作業指示:
- 1) 金利についての本文で、基本的な金利式として挙げられている式の名前は何か。
- 2) 金利についての本文を、最後の文の後から書き継ぐこと。
##### 本文
散々検討した結果、却下・否定、というような結論を出す訳ですから、よく知らないということでもありませんし、むしろ議論の表も裏も知っていて、尚且つ否定するということは余程特別な理由があるはずなのです。でも、それが何なのか判らない。私のような一般人にとっては、より一層理解が難しいですね。全く予想もつかない。きっと、特殊な知識とか、世間に周知することが憚られるような理由とか、そういうものがあるだろうか。普通に考えて、知らなくて間違うということはまず少ないだろうし、知ってて間違うのだとしたらかなりのバカだし、どっちにしても謎は解けないのです(笑)。


まあ、これは考えても判らないので、放置しておきます。で、金利のことを調べてみましたので、また、自分の理解の範囲で書いてみたいと思います。

基本的な金利式というのは、bewaadさんの記事にも説明があったように、次の「フィッシャー恒等式」というのがあります。
##########
##### データ抜粋
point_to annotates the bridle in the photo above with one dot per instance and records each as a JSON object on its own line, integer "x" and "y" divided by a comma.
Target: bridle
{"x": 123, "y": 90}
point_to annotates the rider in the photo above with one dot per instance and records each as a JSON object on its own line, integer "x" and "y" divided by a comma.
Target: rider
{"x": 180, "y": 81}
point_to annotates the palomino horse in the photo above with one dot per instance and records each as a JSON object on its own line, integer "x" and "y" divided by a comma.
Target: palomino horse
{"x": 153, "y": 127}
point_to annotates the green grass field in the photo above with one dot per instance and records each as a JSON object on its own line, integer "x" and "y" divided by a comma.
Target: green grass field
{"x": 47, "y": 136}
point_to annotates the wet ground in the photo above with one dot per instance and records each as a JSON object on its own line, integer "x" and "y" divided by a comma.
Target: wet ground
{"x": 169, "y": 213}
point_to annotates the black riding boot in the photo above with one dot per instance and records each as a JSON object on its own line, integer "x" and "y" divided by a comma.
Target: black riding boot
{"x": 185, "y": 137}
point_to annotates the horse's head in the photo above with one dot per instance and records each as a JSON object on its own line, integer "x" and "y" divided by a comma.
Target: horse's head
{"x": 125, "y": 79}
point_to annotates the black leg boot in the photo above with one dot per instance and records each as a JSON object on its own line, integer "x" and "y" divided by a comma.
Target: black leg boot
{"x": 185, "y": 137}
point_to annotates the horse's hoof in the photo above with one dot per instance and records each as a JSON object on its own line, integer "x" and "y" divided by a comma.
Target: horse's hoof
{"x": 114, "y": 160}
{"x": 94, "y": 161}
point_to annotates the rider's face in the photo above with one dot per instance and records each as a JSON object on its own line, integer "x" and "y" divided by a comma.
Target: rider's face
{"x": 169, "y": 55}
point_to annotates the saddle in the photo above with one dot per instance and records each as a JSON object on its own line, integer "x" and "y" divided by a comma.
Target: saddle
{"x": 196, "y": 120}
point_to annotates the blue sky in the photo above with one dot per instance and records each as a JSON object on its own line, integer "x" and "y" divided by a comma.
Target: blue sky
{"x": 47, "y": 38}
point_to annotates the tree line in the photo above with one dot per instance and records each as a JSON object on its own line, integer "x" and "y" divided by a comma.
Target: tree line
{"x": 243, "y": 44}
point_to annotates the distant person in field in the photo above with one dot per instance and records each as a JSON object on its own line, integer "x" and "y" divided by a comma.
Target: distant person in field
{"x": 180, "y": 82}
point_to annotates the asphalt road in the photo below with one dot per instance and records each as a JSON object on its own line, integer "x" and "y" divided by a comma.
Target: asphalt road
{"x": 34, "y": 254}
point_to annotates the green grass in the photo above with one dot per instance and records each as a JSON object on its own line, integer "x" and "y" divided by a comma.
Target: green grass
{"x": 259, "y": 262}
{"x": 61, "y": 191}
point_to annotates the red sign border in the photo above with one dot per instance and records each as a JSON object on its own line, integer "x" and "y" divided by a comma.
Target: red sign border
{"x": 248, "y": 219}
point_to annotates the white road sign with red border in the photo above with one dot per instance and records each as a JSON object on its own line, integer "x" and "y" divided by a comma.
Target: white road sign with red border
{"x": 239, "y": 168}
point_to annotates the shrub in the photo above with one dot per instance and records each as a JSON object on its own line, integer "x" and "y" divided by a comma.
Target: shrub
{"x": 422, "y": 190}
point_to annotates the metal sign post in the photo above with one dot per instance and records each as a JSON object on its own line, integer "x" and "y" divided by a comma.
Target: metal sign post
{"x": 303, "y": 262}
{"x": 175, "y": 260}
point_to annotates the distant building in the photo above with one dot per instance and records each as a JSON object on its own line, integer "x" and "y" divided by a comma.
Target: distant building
##########
期待される結果:
- 1) フィッシャー恒等式

- 2)
名目金利=自然利子率+期待インフレ率

「フィッシャー効果」(期待インフレ率が変化した時に名目金利が同じだけ変化するので、実質金利が変動しない)というのもあるようですが、実証研究などによって、一般にこれは短期的には成立しない、と考えられているようです(長期間になれば有り得るのかもしれません)。自然利子率というのは、別な言い方では「均衡実質金利」というのもあります。クルーグマンは日本のデフレ期間中においては、自然利子率がマイナスとなっていたのではないか、ということを言っていたようです。すなわち、名目金利がゼロ金利ですので、

0=自然利子率+期待インフレ率

となり、期待インフレ率がプラスの値を取るならば、自然利子率がマイナスとなってしまうということです(でも、デフレ期待ということならば、期待インフレ率がマイナスの値を取り、自然利子率がマイナスとなるとは限らないようにも思えます)。推計では97年ショックの後位から02年初め頃まで自然利子率はマイナスとなっていた、とも言われているようです。


自然利子率は長期的には潜在成長率と近似されており、短期的には潜在成長率と各種の経済ショックによる短期変動の合わさったものとなると考えられています。潜在成長率は技術革新などによる産出量の増加具合を表しており、現実の産出量との差は産出ギャップなどと呼ばれたりします。所謂GDPギャップはこの産出ギャップを代用するものと考えられます。


bewaadさんが説明して下さっていますが、「テイラー・ルール」について、書いておきたいと思います。


「テイラー・ルール」の基本的な形とは次のように表されるそうです。

政策(名目)金利=実質均衡金利+期待インフレ率+WT1×(インフレギャップ)+WT2×(産出量ギャップ)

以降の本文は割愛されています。